Pick out every line of the material below that contains the string "window", matching case exactly, and copy each of those lines in full.

>> Start Data supplied

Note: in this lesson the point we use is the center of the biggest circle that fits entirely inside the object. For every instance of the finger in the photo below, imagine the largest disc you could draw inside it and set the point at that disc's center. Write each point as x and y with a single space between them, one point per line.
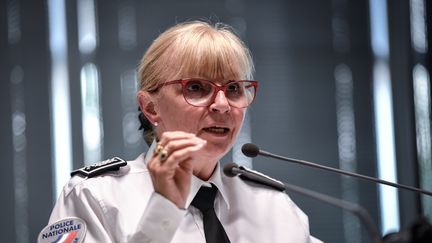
174 135
178 156
178 151
174 145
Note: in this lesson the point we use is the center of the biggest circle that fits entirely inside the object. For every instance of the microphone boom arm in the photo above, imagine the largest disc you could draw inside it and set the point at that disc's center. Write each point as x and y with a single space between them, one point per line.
364 177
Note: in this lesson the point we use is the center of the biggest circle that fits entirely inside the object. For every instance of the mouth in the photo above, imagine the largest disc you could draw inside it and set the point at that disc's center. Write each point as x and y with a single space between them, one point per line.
215 130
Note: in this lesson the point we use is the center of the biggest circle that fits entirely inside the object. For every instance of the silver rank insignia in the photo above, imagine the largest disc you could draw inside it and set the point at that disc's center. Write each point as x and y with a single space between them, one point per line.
100 168
66 230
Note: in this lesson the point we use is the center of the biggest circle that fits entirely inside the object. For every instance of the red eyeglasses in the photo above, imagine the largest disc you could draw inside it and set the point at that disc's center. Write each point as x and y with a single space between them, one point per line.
200 92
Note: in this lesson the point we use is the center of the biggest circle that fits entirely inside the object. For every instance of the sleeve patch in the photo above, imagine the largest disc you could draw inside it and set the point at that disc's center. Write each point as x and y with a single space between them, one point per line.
66 230
100 168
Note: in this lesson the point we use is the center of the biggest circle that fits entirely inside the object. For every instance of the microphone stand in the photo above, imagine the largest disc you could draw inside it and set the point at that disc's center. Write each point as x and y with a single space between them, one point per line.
364 177
351 207
232 169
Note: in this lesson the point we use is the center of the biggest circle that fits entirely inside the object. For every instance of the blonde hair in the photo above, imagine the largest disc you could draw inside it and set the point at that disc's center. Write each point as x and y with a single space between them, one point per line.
193 49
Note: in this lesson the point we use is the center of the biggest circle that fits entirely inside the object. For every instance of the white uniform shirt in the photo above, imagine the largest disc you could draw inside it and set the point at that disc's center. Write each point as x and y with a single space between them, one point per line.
122 206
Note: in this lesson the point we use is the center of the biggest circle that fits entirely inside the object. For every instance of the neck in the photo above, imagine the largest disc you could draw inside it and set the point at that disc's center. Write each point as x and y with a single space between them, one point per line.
206 171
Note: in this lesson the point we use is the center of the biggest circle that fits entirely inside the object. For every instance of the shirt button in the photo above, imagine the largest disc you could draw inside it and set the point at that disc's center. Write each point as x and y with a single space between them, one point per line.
166 224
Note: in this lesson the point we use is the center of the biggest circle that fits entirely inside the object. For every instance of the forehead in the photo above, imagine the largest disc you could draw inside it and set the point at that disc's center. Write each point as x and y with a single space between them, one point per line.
210 58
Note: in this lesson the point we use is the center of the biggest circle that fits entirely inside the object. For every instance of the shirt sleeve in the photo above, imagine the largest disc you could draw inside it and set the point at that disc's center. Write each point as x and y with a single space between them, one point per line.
82 204
160 221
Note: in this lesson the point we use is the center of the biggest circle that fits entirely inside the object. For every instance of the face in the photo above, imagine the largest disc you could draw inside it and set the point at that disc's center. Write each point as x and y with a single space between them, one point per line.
218 123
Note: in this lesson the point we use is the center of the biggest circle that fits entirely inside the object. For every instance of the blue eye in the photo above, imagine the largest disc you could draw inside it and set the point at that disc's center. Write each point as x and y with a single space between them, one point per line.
194 86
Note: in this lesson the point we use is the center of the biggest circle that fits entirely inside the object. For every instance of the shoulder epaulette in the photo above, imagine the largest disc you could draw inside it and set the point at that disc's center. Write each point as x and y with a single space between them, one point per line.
100 168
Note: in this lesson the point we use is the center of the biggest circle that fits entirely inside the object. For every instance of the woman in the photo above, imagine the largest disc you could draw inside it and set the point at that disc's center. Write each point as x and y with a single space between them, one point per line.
194 89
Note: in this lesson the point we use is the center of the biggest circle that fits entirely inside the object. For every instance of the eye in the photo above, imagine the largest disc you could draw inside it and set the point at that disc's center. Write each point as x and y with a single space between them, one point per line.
194 86
234 88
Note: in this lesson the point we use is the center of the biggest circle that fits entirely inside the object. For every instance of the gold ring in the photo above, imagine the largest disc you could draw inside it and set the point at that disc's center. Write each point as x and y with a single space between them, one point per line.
158 149
163 155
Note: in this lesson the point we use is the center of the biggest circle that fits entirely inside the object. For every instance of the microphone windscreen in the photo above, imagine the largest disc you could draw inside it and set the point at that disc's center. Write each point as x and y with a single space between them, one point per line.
250 150
228 169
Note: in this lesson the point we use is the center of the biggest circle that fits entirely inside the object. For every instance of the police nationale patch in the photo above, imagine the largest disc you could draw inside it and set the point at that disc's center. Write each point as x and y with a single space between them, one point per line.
67 230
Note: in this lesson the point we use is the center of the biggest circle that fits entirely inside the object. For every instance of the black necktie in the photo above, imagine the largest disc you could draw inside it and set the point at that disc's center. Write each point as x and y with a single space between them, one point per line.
204 201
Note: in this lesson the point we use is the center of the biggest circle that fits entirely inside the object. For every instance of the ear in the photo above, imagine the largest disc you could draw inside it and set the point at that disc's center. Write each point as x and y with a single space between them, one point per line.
147 105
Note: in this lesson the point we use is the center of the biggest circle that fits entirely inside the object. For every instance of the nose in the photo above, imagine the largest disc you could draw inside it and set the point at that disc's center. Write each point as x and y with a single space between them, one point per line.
220 103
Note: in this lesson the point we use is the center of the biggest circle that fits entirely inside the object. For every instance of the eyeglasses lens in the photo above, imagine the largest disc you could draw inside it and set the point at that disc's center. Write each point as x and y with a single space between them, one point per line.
201 92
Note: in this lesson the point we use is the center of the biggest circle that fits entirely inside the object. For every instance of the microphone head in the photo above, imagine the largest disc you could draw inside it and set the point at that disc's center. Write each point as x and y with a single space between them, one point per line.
228 169
250 150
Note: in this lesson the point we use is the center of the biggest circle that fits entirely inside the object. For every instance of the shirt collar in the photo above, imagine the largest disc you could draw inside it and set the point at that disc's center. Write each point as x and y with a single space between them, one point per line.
196 183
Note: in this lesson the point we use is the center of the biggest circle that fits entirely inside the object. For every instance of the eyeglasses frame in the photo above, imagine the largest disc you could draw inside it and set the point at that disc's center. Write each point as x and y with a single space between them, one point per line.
217 87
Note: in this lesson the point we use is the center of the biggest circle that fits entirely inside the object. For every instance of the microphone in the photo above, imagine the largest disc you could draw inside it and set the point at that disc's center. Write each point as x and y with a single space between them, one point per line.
251 150
232 170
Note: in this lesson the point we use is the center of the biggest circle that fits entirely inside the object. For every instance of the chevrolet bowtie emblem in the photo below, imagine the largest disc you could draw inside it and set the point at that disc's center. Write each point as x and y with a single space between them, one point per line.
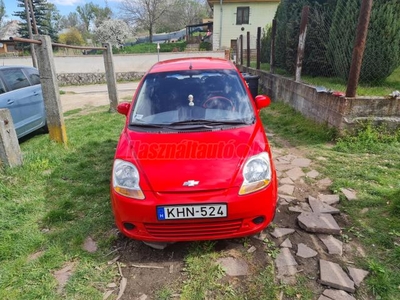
191 183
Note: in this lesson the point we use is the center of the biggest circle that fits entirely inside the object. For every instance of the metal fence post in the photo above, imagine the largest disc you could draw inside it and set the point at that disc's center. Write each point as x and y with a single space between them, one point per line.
302 42
258 48
110 77
10 153
51 93
359 47
241 49
272 56
248 49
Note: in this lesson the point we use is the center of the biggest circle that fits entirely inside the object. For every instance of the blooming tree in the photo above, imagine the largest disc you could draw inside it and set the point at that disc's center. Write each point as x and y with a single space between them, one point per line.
112 31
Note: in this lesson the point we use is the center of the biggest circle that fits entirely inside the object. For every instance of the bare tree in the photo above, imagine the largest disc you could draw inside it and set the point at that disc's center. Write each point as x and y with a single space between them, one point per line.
144 14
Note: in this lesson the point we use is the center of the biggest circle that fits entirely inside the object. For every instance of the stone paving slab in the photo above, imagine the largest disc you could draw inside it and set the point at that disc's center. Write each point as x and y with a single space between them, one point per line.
286 244
287 198
357 275
320 207
301 162
302 207
329 199
283 166
295 173
334 246
280 232
286 180
318 223
285 258
349 194
337 295
334 276
324 183
286 189
312 174
305 252
234 266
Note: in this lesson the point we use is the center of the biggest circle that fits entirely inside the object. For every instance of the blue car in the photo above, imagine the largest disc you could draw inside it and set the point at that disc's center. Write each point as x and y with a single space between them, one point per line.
21 93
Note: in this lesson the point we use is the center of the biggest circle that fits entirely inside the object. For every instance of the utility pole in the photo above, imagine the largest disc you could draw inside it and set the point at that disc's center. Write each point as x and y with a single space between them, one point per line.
302 42
359 47
28 20
35 30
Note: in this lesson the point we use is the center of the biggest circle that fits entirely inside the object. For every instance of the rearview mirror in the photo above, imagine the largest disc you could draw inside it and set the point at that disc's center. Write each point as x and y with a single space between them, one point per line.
262 101
123 108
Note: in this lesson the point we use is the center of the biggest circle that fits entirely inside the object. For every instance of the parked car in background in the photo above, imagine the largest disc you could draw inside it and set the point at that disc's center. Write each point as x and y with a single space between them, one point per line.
193 161
21 93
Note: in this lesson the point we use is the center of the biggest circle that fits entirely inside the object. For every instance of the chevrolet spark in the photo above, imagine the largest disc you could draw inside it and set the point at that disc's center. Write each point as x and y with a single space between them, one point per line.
193 161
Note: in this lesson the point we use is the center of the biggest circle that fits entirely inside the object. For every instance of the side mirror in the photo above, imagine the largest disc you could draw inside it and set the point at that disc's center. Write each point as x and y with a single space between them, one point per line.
123 108
262 101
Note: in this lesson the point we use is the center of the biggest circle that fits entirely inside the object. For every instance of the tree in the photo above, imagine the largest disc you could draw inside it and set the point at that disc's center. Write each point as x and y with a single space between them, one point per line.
72 20
71 37
112 31
182 13
46 15
2 12
92 15
144 14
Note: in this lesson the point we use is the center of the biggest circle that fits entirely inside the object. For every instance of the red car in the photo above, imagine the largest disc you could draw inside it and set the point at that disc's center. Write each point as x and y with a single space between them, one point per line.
193 161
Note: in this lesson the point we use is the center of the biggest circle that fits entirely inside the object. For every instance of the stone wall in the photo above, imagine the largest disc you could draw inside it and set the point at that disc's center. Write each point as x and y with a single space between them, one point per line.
339 112
94 78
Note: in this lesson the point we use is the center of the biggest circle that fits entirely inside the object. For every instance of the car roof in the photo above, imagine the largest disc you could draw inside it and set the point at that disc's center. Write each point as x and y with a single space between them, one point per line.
192 63
16 66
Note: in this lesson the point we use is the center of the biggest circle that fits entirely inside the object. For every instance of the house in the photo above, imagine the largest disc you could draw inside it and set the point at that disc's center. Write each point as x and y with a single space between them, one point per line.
235 17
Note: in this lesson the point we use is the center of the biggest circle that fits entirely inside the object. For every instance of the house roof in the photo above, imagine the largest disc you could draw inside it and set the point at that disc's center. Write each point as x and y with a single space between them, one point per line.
212 2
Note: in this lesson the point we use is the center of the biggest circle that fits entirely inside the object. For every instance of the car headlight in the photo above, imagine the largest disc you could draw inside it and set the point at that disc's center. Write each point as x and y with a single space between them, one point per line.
256 173
126 179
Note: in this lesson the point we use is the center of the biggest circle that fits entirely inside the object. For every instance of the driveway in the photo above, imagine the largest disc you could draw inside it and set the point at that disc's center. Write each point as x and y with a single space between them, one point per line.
93 95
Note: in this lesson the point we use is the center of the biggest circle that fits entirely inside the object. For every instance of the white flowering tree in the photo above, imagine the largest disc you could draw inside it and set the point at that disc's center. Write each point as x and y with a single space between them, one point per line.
112 31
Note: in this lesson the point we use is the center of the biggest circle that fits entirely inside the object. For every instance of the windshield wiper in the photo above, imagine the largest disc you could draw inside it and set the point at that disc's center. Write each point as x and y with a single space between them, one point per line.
208 122
147 125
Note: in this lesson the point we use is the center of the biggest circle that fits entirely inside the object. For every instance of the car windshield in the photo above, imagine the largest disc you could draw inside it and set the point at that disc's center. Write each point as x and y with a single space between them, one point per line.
192 98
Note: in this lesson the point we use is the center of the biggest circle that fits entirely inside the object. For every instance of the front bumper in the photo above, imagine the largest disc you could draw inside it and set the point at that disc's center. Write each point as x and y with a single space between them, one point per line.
247 215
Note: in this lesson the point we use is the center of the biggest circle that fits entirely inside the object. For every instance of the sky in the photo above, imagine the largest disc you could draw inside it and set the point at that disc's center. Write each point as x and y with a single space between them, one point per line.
64 6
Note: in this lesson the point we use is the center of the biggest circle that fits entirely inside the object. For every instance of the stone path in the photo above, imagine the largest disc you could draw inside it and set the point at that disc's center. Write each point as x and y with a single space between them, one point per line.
308 234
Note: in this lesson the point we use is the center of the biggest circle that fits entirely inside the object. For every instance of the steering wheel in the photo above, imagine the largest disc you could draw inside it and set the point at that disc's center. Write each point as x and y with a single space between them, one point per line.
219 102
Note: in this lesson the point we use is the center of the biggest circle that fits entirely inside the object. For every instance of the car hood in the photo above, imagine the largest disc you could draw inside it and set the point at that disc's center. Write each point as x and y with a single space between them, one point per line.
195 161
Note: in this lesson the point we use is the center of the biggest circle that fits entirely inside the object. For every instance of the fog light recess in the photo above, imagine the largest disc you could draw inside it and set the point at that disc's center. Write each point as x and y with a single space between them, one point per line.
258 220
129 226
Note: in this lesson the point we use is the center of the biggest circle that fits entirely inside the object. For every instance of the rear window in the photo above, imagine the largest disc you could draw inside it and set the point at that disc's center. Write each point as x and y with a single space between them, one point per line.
33 76
15 79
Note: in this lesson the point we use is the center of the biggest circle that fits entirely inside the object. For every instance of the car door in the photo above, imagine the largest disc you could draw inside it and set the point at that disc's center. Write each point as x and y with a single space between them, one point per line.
23 98
34 109
11 99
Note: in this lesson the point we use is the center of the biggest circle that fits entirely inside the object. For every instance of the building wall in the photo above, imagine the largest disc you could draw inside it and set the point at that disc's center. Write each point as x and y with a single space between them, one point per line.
261 15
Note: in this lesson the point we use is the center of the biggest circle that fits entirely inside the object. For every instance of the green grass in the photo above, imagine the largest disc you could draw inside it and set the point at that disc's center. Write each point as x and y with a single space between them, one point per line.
205 278
369 163
51 204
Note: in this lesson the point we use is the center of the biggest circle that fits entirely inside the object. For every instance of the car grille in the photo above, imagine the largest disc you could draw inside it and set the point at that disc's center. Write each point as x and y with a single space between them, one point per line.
193 230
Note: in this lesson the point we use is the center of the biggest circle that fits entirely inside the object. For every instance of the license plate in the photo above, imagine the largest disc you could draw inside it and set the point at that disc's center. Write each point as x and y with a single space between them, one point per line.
175 212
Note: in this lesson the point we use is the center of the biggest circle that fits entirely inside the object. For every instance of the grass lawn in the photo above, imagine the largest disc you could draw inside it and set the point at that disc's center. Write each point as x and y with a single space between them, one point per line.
51 204
60 197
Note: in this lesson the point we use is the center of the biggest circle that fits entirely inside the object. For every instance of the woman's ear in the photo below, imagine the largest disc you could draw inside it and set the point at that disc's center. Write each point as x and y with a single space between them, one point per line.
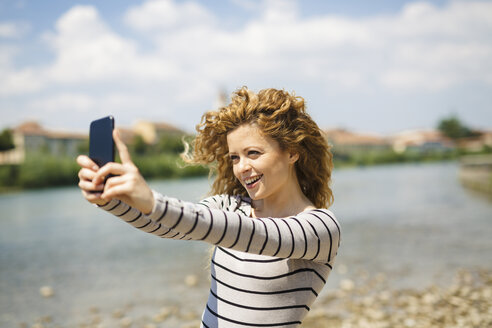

>> End Data supplied

• Reply:
Note: in this lesson the point we use is the center of the biggest circle that fits entirely inside the object. For every instance of the rear window in the photo above, imagine the largest disc you could draw inside it and set the point at that disc's center. Write each point as x and y with a single space between them, one point per line.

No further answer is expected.